### STORED ROWS
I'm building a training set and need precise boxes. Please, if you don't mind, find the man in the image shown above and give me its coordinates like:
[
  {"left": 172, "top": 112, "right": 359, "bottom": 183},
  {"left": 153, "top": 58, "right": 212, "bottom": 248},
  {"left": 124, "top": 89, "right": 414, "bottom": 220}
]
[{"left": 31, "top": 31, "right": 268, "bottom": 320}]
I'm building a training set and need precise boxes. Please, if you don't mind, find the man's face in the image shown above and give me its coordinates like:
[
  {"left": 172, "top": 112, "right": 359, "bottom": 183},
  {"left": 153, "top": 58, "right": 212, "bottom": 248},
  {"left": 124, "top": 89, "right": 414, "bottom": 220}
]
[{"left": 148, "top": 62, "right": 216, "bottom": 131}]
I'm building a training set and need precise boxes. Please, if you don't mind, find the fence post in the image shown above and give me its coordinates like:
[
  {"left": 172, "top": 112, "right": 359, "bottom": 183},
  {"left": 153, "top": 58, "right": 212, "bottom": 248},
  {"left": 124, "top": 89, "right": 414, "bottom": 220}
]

### REQUIREMENT
Repeat all of the records above word for word, keeping every line unchanged and in its original order.

### TASK OUTPUT
I'm building a training set and need precise boxes. Please, if you don't mind, find the man in the image shown above and give me its coordinates like:
[
  {"left": 172, "top": 112, "right": 359, "bottom": 183},
  {"left": 153, "top": 58, "right": 212, "bottom": 248},
  {"left": 124, "top": 89, "right": 414, "bottom": 220}
]
[{"left": 31, "top": 31, "right": 268, "bottom": 320}]
I'm building a training set and need precise boxes. Please, if you don't mind, find the man's face in the image shown above and give me its coordinates like:
[
  {"left": 172, "top": 112, "right": 359, "bottom": 183},
  {"left": 153, "top": 58, "right": 212, "bottom": 248},
  {"left": 124, "top": 89, "right": 414, "bottom": 220}
]
[{"left": 148, "top": 62, "right": 216, "bottom": 131}]
I'm building a training set and need precise boxes. Please, if you don't mind, find the fence post in the image shown above and give me its coordinates like:
[
  {"left": 172, "top": 112, "right": 359, "bottom": 183},
  {"left": 153, "top": 58, "right": 212, "bottom": 248},
  {"left": 124, "top": 89, "right": 414, "bottom": 220}
]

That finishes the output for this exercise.